[[ PASSAGE PROVIDED open ]]

The negotiation process must not be so rigid in agenda development in the climate negotiations. In this regard, COP 21 in Paris opened the door for inclusion of human rights and climate justice language into the climate regime.

Flexibility in setting negotiation frameworks and deadlines is critical. Two years is clearly not enough to complete a negotiation process. If agreement is not possible, as in the case of COP 6 in The Hague, COP 15 in Copenhagen, and COP 25 in Madrid, the better option is to adjourn without agreement and convene again in six to twelve months with solutions ready to be proposed.

Acknowledging the diversity and unity of developing countries in the climate change process is important. There are issues like climate finance, technology development, and capacity building where developing countries are possible and desirable. In these issues, the Group of 77 and China is still relevant and effective. But there are also areas, like mitigation, where developing countries can negotiate better in different or new formations.

Finding a strategy to engage with the United States and similar countries (Brazil today and sometimes Canada and Australia) where the politics of climate change is complicated and unpredictable is of paramount importance.

Leadership matters in the climate change negotiations. Angela Merkel in COP 1, Ambassador Estrada and VP Al Gore in Kyoto, and the Foreign Ministers of Mexico, South Africa, and France are the best examples of how strong and competent leadership result in good outcomes. The leadership of the United Kingdom is crucial in Glasgow.

Related to this is how to engage heads of states. Kyoto and Paris are good examples of what can work. Copenhagen – where President Obama and others directly wrestled with the text – must be avoided. It appears that Glasgow was a success although the leaders of China and Russia did not attend.

[[ PASSAGE PROVIDED closed ]]
[[ SUPPLIED INFORMATION open ]]

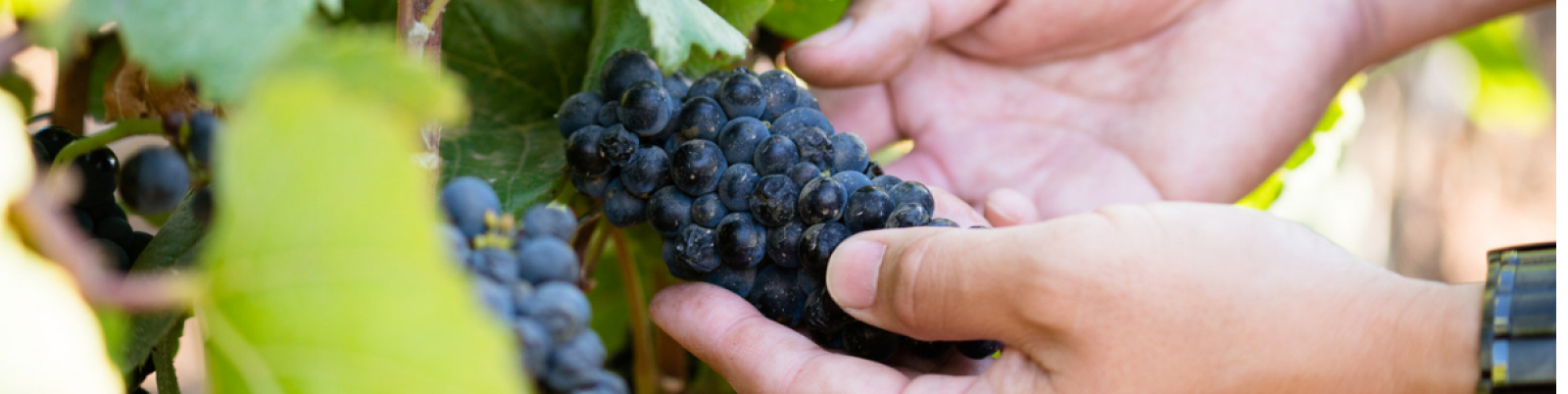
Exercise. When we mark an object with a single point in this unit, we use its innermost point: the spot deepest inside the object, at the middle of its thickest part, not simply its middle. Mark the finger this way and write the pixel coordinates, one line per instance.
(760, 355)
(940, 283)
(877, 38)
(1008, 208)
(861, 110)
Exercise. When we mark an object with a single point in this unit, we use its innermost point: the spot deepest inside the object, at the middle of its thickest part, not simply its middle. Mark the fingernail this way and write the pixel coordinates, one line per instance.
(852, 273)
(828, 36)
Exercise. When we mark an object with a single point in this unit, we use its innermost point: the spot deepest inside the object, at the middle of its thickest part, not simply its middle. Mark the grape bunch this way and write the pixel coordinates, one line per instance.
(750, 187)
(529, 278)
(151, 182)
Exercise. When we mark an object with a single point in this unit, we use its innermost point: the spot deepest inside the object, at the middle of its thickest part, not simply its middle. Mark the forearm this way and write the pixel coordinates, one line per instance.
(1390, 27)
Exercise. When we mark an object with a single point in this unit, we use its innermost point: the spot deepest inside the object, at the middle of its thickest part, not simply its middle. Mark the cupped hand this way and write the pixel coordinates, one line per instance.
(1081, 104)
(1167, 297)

[[ SUPPLIED INFORMATION closed ]]
[[ SUPPLIED INFORMATION open ]]

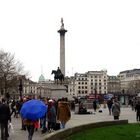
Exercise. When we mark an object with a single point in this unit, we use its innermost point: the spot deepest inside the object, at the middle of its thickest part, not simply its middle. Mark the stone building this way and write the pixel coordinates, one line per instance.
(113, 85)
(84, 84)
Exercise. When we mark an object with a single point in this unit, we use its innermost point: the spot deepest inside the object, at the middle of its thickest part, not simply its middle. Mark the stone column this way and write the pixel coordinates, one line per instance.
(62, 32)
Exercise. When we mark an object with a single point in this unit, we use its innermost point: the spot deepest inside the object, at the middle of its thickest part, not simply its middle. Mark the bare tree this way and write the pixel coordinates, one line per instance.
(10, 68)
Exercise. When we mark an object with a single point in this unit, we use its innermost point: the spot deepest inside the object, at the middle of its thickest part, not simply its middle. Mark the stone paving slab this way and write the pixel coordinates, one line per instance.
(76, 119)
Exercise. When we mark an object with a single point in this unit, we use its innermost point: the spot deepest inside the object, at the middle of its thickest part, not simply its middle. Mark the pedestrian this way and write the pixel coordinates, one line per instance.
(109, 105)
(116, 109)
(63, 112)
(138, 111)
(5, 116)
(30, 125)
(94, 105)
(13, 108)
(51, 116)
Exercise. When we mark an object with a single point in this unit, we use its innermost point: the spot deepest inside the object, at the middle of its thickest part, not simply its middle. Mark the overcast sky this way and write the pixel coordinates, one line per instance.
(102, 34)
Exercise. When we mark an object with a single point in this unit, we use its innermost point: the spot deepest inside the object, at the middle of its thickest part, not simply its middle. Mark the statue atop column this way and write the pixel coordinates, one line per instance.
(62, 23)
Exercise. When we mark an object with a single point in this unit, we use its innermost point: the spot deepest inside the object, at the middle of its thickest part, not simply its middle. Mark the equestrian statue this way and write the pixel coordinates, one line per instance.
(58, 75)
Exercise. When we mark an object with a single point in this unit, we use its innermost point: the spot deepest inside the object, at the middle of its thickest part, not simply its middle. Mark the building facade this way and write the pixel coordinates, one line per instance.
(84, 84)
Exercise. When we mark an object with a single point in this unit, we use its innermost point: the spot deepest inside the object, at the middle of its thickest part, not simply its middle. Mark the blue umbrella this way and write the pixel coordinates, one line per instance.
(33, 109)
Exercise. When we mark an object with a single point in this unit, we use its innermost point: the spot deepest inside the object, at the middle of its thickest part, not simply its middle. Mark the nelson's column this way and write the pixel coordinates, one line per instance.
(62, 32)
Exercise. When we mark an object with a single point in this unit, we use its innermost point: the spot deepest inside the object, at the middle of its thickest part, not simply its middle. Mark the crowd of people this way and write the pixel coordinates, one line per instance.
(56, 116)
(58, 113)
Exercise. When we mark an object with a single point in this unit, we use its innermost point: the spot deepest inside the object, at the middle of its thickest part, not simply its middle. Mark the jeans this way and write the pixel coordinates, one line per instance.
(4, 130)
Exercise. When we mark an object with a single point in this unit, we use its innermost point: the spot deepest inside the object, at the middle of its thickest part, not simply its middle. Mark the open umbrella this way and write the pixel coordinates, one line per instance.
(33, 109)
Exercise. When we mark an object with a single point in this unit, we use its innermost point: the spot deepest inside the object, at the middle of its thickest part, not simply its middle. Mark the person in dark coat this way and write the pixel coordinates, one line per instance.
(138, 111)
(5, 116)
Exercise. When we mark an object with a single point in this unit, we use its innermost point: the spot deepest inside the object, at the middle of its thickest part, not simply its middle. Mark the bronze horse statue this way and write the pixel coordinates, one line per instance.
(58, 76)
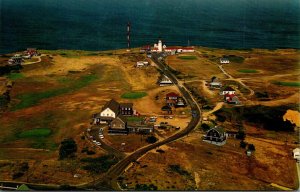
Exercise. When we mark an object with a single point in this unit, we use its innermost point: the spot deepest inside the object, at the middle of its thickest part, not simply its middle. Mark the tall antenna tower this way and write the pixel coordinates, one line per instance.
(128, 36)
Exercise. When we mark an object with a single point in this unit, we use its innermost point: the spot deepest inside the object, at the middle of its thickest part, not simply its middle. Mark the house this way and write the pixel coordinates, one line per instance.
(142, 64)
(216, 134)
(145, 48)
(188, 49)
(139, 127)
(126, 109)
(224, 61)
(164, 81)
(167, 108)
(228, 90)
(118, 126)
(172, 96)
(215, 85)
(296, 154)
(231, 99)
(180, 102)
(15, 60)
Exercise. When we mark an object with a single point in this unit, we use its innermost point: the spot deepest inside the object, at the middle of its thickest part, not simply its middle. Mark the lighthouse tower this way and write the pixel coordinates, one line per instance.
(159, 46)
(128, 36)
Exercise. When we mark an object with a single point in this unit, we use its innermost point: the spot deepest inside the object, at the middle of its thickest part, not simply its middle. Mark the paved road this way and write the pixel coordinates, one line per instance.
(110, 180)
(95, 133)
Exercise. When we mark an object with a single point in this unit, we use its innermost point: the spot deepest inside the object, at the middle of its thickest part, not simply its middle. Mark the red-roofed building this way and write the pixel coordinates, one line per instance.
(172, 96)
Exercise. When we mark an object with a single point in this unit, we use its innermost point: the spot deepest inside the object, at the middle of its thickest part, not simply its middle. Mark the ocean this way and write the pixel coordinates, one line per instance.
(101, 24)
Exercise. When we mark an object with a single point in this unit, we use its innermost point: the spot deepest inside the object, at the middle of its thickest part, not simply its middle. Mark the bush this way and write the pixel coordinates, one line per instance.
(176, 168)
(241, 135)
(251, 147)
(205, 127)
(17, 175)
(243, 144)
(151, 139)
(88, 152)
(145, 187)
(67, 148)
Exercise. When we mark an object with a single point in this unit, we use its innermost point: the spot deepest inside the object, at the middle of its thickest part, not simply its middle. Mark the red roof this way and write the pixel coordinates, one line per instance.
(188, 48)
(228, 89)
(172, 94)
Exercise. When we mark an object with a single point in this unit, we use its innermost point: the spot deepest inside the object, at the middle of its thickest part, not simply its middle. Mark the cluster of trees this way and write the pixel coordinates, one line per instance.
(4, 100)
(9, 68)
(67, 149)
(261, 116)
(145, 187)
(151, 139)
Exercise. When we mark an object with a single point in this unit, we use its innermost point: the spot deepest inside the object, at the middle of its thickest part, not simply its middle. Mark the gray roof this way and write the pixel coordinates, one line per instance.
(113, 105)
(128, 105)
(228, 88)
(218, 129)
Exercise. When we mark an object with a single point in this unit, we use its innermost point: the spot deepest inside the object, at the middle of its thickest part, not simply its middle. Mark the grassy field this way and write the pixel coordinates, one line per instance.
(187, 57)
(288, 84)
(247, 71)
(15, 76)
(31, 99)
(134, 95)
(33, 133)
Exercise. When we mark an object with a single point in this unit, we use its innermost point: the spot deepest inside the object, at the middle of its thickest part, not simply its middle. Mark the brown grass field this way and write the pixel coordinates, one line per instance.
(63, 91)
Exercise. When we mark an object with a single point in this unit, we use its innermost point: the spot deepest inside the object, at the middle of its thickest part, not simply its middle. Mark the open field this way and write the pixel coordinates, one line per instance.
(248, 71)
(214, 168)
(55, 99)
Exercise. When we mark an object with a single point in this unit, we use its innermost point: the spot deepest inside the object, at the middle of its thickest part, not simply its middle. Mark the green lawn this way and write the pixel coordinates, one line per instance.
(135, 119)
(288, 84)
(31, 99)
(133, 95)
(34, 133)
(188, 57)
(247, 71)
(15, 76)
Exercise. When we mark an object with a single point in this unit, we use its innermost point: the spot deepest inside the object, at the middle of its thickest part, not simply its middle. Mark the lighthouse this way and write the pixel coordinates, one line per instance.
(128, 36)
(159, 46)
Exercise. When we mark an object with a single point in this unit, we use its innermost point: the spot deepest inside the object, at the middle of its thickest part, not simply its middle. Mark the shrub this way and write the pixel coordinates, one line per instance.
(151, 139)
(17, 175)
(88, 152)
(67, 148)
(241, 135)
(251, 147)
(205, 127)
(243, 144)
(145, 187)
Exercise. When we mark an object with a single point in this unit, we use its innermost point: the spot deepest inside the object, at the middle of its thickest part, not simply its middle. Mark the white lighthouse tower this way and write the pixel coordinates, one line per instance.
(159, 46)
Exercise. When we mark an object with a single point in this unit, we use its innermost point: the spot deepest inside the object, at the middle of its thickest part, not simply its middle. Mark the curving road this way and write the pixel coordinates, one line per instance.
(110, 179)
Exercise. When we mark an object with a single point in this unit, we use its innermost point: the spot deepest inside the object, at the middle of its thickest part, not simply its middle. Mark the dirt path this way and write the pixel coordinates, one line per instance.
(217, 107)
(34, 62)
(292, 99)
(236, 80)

[[ SUPPLIED INFORMATION closed ]]

## TO DO:
(A) In the passage on climate negotiations, rewrite the paragraph beginning "Flexibility in setting negotiation frameworks" as a short bulleted list that keeps its main facts.
(B) According to the passage on climate negotiations, which leaders did not attend Glasgow?

## ANSWERS TO EACH TASK:
(A)
- Flexible negotiation frameworks and deadlines are critical.
- Two years is not enough to complete a negotiation process.
- When agreement is not possible, as at COP 6 in The Hague, COP 15 in Copenhagen, and COP 25 in Madrid, it is better to adjourn without agreement.
- Negotiators should reconvene in six to twelve months with solutions ready to propose.

(B) The leaders of China and Russia.